* **How to complete this task**
Could you transcribe all of the data word for word?
- Opening Delimiter -
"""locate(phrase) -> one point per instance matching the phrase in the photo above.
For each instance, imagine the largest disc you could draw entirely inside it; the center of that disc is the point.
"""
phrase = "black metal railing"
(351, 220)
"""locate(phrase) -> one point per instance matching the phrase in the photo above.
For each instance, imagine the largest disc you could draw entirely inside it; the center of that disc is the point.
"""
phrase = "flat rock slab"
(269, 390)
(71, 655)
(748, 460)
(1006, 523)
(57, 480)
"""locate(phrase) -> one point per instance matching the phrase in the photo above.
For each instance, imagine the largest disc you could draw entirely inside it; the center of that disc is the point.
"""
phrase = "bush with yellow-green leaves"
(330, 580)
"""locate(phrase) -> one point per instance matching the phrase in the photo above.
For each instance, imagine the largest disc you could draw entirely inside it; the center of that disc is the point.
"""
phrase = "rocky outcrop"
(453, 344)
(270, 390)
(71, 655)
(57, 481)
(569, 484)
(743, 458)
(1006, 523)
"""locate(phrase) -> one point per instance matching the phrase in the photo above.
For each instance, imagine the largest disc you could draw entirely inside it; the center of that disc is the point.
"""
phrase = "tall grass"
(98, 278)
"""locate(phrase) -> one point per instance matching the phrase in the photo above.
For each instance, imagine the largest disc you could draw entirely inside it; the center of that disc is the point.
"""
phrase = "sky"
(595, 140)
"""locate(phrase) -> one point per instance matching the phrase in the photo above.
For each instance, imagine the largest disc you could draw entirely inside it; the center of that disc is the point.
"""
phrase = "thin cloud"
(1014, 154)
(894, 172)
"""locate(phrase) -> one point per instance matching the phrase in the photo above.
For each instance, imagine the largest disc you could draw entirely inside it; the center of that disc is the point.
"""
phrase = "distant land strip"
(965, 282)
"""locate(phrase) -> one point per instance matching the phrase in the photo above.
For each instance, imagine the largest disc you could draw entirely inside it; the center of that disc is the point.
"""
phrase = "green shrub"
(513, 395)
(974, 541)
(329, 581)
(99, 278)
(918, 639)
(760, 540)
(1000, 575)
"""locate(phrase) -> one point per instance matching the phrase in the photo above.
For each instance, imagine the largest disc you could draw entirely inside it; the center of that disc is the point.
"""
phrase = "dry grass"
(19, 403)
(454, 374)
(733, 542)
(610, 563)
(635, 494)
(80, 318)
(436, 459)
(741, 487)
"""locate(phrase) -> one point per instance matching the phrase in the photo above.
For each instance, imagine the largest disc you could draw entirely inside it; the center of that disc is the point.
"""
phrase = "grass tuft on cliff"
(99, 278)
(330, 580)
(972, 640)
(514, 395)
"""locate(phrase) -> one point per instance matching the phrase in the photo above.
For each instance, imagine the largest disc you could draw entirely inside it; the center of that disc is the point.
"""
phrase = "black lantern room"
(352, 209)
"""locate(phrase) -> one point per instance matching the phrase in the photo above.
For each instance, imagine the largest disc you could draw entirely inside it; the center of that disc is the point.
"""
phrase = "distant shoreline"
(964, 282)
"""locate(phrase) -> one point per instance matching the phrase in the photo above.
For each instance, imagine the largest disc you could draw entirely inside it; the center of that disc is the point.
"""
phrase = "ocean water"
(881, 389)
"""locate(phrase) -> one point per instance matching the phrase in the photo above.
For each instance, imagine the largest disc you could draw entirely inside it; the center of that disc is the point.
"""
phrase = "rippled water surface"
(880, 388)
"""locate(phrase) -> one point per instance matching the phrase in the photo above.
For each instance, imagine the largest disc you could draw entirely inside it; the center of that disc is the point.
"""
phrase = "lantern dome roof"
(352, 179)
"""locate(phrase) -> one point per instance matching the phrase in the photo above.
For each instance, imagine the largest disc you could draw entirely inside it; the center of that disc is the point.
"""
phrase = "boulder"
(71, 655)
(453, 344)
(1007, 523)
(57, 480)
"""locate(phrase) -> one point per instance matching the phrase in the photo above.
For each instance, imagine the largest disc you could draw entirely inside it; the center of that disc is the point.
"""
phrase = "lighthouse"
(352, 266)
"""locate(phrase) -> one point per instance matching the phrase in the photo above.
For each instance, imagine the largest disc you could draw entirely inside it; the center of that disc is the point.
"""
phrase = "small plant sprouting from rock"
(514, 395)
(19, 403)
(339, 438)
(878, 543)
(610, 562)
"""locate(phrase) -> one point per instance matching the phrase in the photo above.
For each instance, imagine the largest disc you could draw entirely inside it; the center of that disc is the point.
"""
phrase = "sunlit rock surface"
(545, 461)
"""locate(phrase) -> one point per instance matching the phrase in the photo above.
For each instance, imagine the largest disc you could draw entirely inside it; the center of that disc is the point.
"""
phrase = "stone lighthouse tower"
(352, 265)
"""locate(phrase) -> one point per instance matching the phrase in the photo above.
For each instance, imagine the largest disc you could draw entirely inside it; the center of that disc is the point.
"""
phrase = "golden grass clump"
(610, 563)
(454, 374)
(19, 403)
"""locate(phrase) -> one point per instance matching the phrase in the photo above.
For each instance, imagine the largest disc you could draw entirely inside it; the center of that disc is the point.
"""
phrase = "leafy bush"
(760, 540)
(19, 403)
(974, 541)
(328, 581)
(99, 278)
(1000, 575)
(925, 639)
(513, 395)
- Closing Delimiter -
* **Result of this task**
"""locate(phrase) -> one point per instance matching the phrase in the photo above.
For each instance, imagine the largest disc you could draw entirely inside it; the center of that disc is the point.
"""
phrase = "black metal railing"
(351, 220)
"""locate(phrase) -> one point per instance matching the phrase in the photo above.
For each instance, imagine the largest disc you could draw entirely inside it; the center of that disc is the point.
"""
phrase = "flat rock slab"
(269, 390)
(71, 655)
(748, 460)
(1006, 523)
(57, 480)
"""locate(phrase) -> one point per instance matching the phrase in the photo above.
For each instance, imagine the largest disc you could draw entirely inside it; the center of that disc is the point.
"""
phrase = "bush with yellow-green leaves"
(330, 580)
"""locate(phrase) -> one point per instance matching the phrase in the photo above.
For each instance, imagine the largest disc you could draw entirely inside it; the center of that disc is the point.
"""
phrase = "rocky outcrop"
(453, 344)
(270, 390)
(71, 655)
(57, 481)
(569, 484)
(743, 458)
(1006, 523)
"""locate(phrase) -> one point per instance matching the phrase in the photo above.
For each instance, imagine the largest disc you could draw entirely inside it; the center of that disc is the point.
"""
phrase = "tall grass"
(98, 278)
"""locate(phrase) -> one point per instance matching the phrase in the photo above.
For each instance, imagine the largest disc you could draw entirely inside it; the center of that disc is the point.
"""
phrase = "sky"
(595, 140)
"""locate(phrase) -> one point per instance matching the phrase in the photo above.
For each instance, imagine the largest disc you could draw entirely inside it; the center of that disc is the point.
"""
phrase = "thin cloud"
(1014, 154)
(894, 172)
"""locate(phrase) -> one point per instance matching the phrase in the photo above.
For each instance, imagine the largest disc you could draw entirely inside it; the center of that disc is the point.
"""
phrase = "distant land strip"
(965, 282)
"""locate(phrase) -> one point per instance matching the phrase in the photo above.
For each instance, imagine the largest disc you could draw entirely inside it; the center of that disc is the point.
"""
phrase = "green shrub"
(513, 395)
(974, 541)
(329, 581)
(99, 278)
(918, 639)
(760, 540)
(1000, 575)
"""locate(phrase) -> one point per instance matching the phrase in the photo above.
For each instance, imagine the largest disc you could draw entirely inside it; the center of that disc is the point.
"""
phrase = "dry grass"
(19, 403)
(454, 374)
(733, 542)
(610, 563)
(635, 494)
(80, 318)
(436, 459)
(741, 487)
"""locate(phrase) -> one point per instance matching the phrase in the photo above.
For each instance, imagine the largest disc you could draw entirely inside it; the center of that disc is the point.
"""
phrase = "grass tuft on cliff"
(99, 278)
(330, 580)
(972, 640)
(514, 395)
"""locate(phrase) -> one point per instance matching the phrase in the photo above.
For each instance, imagine the largest disc you could draw entirely inside it; the center of that disc is the point.
"""
phrase = "black lantern room"
(352, 209)
"""locate(phrase) -> one point per instance matching the phrase in the photo above.
For each instance, imagine the largest disc you could draw entirely inside it; the center of that disc is the point.
"""
phrase = "distant shoreline"
(964, 282)
"""locate(phrase) -> one point per instance matching the phrase in the photo above.
For each instance, imagine the largest disc you could draw entirely inside it; the center of that disc is the point.
"""
phrase = "ocean water"
(881, 389)
"""locate(phrase) -> one point per instance matching the phrase in the photo above.
For each instance, imagine the largest disc you could draw entirely inside it; the center of that disc is the point.
"""
phrase = "rippled water surface"
(880, 388)
"""locate(phrase) -> one point per instance matching the phrase in the photo above.
For each instance, imagine the largest disc you could draw entirely inside it; the center of that disc is the point.
"""
phrase = "lantern dome roof"
(352, 179)
"""locate(phrase) -> one point per instance matching the phrase in the photo above.
For each instance, imagine the largest disc you could draw entirely inside it; the center of that disc is the point.
"""
phrase = "boulder"
(71, 655)
(453, 344)
(1007, 523)
(57, 480)
"""locate(phrase) -> one point per instance matching the phrase in the photo above.
For each instance, imagine the largest disc you could draw entirely inside it; the center of that disc is the point.
"""
phrase = "lighthouse"
(352, 266)
"""locate(phrase) -> one point per instance matching the phrase in the photo above.
For each instance, imagine the largest disc you could draw entirely inside it; the center of that disc is the point.
"""
phrase = "small plant sprouting from rock"
(514, 395)
(19, 403)
(339, 438)
(878, 543)
(610, 562)
"""locate(phrase) -> one point per instance matching the phrase in the photo above.
For each instance, imagine the largest disc you could draw entirely inside it; the center of that disc is the point.
"""
phrase = "sunlit rock surface"
(545, 461)
"""locate(phrase) -> one point per instance matching the phrase in the photo above.
For each instance, imagine the largest disc you could draw entirely inside it; the center of that disc is the point.
"""
phrase = "stone lighthouse tower"
(352, 265)
"""locate(phrase) -> one point per instance matching the phrase in the photo above.
For each instance, imagine the largest disc you could draw entirely inside it; the center of that disc is the point.
"""
phrase = "golden grass clump"
(610, 563)
(454, 374)
(19, 403)
"""locate(phrase) -> one point per instance matching the phrase in the photo above.
For each instance, imagine the largest disc you could draw entirely inside it; the center of that disc is the point.
"""
phrase = "leafy bush"
(760, 540)
(19, 403)
(974, 541)
(328, 581)
(99, 278)
(1000, 575)
(925, 639)
(513, 395)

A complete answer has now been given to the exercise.